• [Objective 1]
Quote the part of the market commentary that opens with the words containing "Well the Balinese" and closes with "carry friendly environment.".

The macro stability cocktail is a combination of decent growth, muted inflation and very gradual withdrawal of central bank accommodation.
Well the Balinese volcano didn’t blow and neither has volatility in markets. In fact, key market measures of implied volatility continue to plumb new lows. Contributing to this is the synchronised nature of the global growth uplift, and the very clustered expectations of economists that macroeconomic stability will prevail. 
The macro stability cocktail is a combination of decent growth, muted inflation and very gradual withdrawal of central bank accommodation. Muted inflation is constraining the pace of tightening which together with stronger growth is supportive for most assets. While valuations continue to stretch, for now there’s no trigger for repricing – it remains a low yield yet carry friendly environment.
The lack of inflation is a global issue. Unemployment is at cyclical lows in the US, Germany and Japan yet in each of these countries there is only small evidence that wages are picking up. No doubt globalisation and technology are common factors that have helped constrain wages across countries. The desychnronised nature of the recovery until now has also capped inflation in countries whose currencies have appreciated on cyclical outperformance. From here, however, common global uplift should help neutralize some of these inter-country effects, and allow domestic conditions to play out more powerfully.

• [Data excerpts]
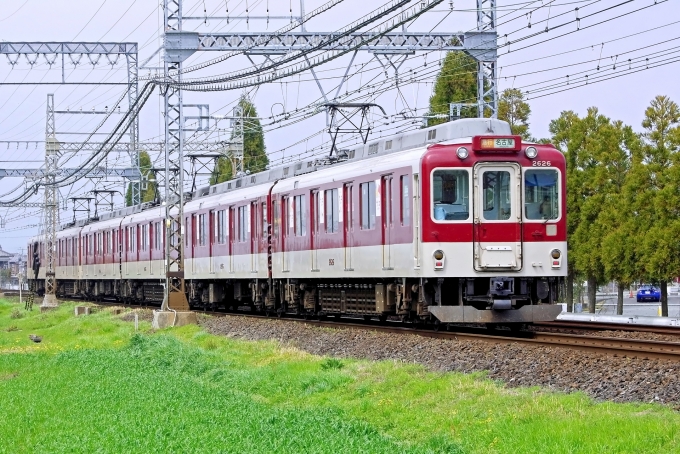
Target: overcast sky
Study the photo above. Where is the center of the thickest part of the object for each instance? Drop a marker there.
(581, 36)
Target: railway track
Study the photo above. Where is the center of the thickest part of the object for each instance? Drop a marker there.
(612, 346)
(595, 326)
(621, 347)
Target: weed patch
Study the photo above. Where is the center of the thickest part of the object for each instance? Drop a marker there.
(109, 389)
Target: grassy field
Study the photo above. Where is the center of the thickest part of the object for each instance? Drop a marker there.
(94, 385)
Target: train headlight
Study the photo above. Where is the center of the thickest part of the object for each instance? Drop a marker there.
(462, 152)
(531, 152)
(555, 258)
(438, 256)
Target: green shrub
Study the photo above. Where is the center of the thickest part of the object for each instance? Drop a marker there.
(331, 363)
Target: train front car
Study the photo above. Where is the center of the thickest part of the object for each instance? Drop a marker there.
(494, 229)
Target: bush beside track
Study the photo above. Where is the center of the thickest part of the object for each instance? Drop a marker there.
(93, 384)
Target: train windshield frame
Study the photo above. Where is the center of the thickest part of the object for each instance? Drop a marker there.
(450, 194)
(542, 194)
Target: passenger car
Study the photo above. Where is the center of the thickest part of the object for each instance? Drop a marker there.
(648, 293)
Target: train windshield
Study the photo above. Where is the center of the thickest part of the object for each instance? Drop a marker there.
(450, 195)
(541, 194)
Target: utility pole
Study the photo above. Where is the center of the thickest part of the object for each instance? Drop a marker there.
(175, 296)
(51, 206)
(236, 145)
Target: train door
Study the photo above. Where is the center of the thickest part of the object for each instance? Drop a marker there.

• [Objective 2]
Write out the entries again, from the line containing "Target: train front car" through the end of the entries, including the requests, and add -16 to every coordinate in the answers.

• [Exercise solution 1]
Well the Balinese volcano didn’t blow and neither has volatility in markets. In fact, key market measures of implied volatility continue to plumb new lows. Contributing to this is the synchronised nature of the global growth uplift, and the very clustered expectations of economists that macroeconomic stability will prevail. 
The macro stability cocktail is a combination of decent growth, muted inflation and very gradual withdrawal of central bank accommodation. Muted inflation is constraining the pace of tightening which together with stronger growth is supportive for most assets. While valuations continue to stretch, for now there’s no trigger for repricing – it remains a low yield yet carry friendly environment.

• [Exercise solution 2]
Target: train front car
Study the photo above. Where is the center of the thickest part of the object for each instance? Drop a marker there.
(478, 213)
Target: bush beside track
Study the photo above. Where is the center of the thickest part of the object for each instance? Drop a marker there.
(77, 368)
Target: train windshield frame
Study the photo above. Where is the center of the thickest part of the object for each instance? Drop a marker there.
(434, 178)
(526, 178)
Target: passenger car
Study the photo above. Where is the center of the thickest part of the object for each instance? Drop a marker there.
(632, 277)
Target: train windshield
Study the photo above. Where is the center of the thickest part of the object for each instance? Drop a marker there.
(434, 179)
(525, 178)
Target: utility pole
Study the photo above. Where is the center of the thickest part of the object for each instance? Drop a marker there.
(159, 280)
(35, 190)
(220, 129)
Target: train door
Study the photo above. Where is the center of the thickest part of the object for each instance? Drop a marker there.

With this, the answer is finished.